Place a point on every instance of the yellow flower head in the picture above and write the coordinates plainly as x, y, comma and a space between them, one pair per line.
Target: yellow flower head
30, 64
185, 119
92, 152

──────────────────────────────

**The problem**:
Reproduce the rows above, swapping every occurrence of "yellow flower head" for "golden bloom" and leaving everything else unchanged.

**Written response**:
Place a point on every instance of the golden bloom in the picture above and write the coordinates plainly as x, y, comma and a space between them, one pair per line.
Target: golden bloom
30, 64
185, 119
92, 152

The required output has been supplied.